Document section
+++

Wraparound Services for Students: Are They Working?

Pillar 4 of the Blueprint for Maryland’s Future covers a wide range of wraparound services for student-specific needs. Early signs show significant progress in areas of concentrated poverty, unclear statewide progress on service delivery for special education and multilingual learners, and broad supplemental support from county and state agencies on student mental and behavioral health needs. 

The Blueprint for Maryland’s Future is based on five primary pillars, each covering a touch point of the education continuum. Generally, these pillars focus on:

  • early childhood education
  • hiring and retention
  • career readiness
  • students in need (Pillar 4)
  • transparency and accountability on process, funding, and outcomes

Each of these buckets has very prescriptive strategies for how the plan is intended to unfold as the local school systems work through this educational transformation. The goal, in a nutshell, is to improve and accelerate student outcomes for all, regardless of unique needs and circumstances, as well as broaden the pathways available to students after graduation. The plan also intends to address the needs of teachers and administrators in fulfilling that mission.

A particular hallmark of the program is providing equity of opportunity by establishing and reinforcing what are called “wraparound services” for students facing challenges around ability, language, mental and behavioral health, and basic resources. Most of that mission comprises pillar 4, which is titled, “More Resources for all Students to be Successful.” This pillar also accounts for the highest concentration of new funding requirements and allocations from the Blueprint law. This deep dive will unpack what exactly is in pillar 4, how those wraparound service strategies are intended to be carried out, and what the implementation outlook is for those programs.

What is in Pillar 4?

+++

Excerpted records
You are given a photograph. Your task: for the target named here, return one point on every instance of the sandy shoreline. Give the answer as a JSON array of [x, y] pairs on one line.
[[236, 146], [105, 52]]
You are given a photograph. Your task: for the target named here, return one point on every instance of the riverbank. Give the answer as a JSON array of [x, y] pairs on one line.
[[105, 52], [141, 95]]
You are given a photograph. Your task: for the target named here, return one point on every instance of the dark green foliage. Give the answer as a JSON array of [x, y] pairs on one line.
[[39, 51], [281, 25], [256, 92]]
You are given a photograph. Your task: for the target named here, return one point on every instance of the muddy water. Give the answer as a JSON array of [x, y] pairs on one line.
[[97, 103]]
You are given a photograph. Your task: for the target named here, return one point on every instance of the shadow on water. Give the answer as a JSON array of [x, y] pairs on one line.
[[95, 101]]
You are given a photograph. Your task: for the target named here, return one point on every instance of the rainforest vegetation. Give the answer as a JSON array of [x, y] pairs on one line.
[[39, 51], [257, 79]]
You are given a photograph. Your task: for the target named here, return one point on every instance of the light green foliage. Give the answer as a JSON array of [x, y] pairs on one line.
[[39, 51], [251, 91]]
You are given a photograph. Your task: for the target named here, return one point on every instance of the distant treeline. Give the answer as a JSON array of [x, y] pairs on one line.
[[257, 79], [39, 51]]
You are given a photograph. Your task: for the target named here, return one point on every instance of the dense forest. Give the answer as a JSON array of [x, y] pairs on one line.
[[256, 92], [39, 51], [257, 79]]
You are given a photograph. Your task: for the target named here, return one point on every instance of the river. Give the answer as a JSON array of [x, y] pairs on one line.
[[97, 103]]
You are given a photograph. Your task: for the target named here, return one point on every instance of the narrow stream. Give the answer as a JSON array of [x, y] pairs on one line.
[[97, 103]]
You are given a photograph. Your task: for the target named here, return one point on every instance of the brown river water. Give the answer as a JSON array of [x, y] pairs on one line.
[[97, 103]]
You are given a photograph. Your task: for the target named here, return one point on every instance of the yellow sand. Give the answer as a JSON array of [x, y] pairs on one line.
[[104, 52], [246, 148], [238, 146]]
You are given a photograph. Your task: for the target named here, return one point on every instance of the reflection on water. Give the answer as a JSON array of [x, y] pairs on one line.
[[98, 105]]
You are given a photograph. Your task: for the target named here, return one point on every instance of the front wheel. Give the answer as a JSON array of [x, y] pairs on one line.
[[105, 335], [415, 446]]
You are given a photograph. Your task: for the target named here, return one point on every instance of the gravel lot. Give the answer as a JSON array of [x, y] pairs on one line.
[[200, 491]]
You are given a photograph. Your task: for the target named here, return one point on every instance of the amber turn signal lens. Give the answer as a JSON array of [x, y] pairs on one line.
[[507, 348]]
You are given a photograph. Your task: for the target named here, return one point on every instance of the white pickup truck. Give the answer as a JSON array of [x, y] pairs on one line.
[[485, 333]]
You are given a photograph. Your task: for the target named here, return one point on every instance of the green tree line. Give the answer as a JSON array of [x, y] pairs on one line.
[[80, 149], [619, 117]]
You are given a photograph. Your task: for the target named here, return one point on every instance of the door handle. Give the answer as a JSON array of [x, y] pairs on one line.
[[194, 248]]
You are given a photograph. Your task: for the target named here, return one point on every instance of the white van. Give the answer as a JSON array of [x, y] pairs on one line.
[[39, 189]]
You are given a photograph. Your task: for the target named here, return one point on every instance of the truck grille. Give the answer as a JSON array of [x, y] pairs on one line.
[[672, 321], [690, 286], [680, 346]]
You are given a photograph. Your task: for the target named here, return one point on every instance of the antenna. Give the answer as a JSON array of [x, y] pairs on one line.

+++

Exercise requirements
Using the text on wraparound services under the Blueprint for Maryland's Future, explain in one to three sentences why the program establishes wraparound services for students.

Response to this task
The program establishes wraparound services to provide equity of opportunity for students facing challenges around ability, language, mental and behavioral health, and basic resources. Most of that mission falls under pillar 4, "More Resources for all Students to be Successful."